__Task description__. Show each line of the records below where the word "black" occurs.

Stored items
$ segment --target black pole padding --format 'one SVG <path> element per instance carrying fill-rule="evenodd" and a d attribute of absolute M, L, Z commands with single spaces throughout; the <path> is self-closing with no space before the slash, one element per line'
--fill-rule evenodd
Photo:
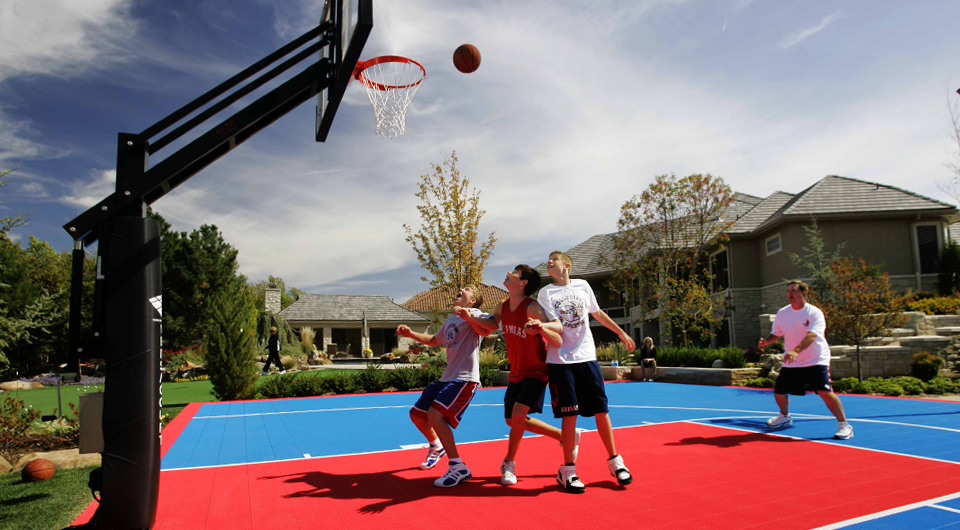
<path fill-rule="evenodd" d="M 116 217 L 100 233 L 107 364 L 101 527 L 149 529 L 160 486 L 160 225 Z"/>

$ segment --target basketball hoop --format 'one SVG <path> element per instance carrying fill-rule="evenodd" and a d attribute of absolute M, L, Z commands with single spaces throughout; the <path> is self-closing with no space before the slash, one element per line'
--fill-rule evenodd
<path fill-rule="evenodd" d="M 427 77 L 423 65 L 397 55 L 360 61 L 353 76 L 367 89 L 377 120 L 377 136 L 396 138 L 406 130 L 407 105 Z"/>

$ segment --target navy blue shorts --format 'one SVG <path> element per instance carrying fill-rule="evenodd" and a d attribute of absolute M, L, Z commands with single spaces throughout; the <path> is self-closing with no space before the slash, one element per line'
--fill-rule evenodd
* * *
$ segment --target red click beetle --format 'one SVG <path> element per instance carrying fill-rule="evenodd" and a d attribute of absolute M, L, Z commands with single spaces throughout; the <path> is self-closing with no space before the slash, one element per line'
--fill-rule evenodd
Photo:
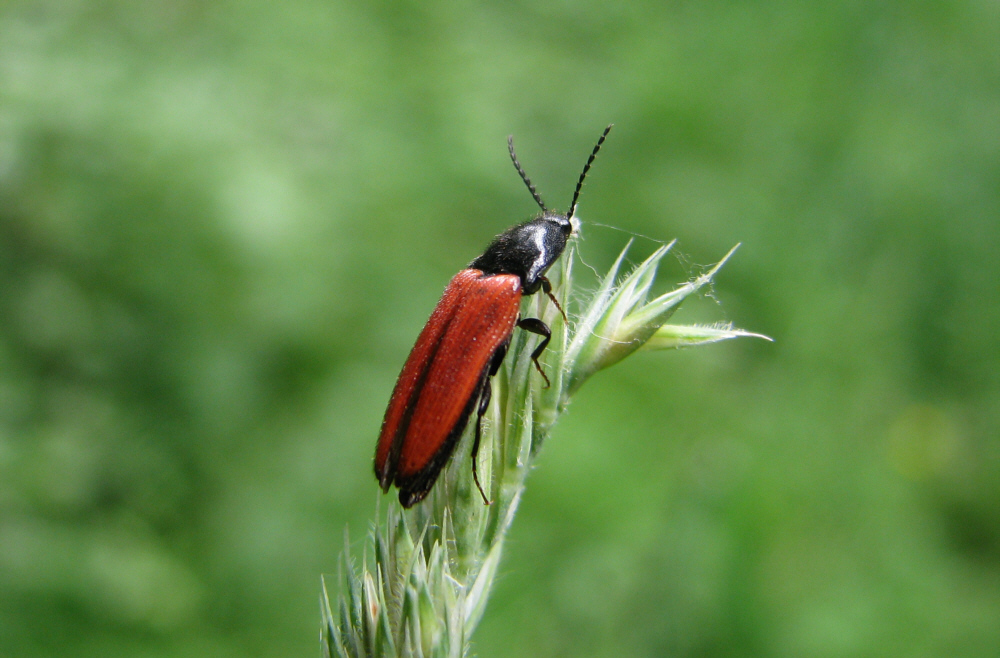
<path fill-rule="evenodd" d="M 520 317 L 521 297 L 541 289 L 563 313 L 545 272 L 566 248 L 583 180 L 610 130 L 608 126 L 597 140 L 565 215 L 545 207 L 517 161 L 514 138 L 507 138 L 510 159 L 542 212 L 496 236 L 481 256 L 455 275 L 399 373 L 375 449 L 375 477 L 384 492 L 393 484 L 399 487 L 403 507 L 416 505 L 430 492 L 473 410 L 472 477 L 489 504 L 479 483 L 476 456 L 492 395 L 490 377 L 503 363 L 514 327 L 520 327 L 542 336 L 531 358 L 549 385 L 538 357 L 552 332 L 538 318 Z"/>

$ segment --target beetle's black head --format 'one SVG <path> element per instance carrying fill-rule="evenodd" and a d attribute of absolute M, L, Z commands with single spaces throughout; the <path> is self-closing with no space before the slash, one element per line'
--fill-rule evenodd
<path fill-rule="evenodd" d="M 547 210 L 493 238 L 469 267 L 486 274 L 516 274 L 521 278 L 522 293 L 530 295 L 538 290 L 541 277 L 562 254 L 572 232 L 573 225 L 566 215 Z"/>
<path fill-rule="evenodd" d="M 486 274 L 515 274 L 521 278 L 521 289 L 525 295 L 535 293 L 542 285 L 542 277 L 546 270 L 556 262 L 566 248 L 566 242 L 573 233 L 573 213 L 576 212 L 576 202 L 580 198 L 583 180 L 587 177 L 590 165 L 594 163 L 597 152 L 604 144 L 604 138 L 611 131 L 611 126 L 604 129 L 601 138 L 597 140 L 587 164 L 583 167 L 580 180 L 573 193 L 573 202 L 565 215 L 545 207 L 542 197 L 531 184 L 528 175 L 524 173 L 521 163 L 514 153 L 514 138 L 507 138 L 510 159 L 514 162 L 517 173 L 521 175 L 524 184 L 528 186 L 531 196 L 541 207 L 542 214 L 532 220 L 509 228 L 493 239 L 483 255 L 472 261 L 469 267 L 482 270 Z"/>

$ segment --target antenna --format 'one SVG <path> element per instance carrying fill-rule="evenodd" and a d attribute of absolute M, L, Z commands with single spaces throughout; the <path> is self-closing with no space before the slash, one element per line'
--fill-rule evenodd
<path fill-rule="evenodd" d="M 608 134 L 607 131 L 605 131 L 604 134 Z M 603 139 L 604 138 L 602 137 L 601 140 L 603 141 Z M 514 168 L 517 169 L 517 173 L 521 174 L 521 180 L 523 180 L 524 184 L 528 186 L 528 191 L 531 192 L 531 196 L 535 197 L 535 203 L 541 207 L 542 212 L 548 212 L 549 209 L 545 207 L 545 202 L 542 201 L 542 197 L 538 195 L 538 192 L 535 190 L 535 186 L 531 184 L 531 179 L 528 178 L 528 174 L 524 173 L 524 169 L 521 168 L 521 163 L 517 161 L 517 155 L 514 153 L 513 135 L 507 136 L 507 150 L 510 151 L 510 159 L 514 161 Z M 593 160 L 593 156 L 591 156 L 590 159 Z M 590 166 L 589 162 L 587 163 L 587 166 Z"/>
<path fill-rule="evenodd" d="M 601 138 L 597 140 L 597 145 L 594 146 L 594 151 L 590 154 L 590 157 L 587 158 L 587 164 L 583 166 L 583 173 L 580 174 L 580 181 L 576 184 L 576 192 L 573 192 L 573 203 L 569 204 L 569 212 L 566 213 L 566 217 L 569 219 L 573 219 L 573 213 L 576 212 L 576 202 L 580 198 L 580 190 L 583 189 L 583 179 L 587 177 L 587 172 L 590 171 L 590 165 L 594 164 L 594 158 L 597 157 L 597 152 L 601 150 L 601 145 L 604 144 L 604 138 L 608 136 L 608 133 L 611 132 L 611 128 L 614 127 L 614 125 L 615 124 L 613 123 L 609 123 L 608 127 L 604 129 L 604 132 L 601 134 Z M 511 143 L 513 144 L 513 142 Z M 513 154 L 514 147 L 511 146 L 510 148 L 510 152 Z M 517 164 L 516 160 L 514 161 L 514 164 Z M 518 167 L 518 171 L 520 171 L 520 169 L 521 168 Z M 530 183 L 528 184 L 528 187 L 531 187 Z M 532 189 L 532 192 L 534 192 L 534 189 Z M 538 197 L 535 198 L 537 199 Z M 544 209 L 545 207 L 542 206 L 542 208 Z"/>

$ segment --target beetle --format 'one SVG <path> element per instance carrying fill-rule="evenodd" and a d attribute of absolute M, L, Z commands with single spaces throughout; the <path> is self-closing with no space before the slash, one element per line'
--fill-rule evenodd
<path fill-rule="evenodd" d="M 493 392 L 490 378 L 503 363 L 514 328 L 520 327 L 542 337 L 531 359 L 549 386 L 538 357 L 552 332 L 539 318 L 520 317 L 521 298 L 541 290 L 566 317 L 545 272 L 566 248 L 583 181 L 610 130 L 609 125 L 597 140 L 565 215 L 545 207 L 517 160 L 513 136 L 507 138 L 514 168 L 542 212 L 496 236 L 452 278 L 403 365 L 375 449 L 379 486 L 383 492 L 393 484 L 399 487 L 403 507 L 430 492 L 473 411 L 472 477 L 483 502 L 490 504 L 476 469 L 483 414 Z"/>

__Reply__.
$ segment --target black pole padding --format 'one SVG <path> element per instance carrying fill-rule="evenodd" and a d attribute of absolute M, L, Z commands with single spaces throughout; the <path> is self-closing with no space before the slash, one element per line'
$ segment --target beetle's black head --format 'one SVG <path> element per instance carrying fill-rule="evenodd" and a d attribute of absolute M, L, Z commands with single spaces throughout; the <path> is self-closing with no space before the slash, one element per line'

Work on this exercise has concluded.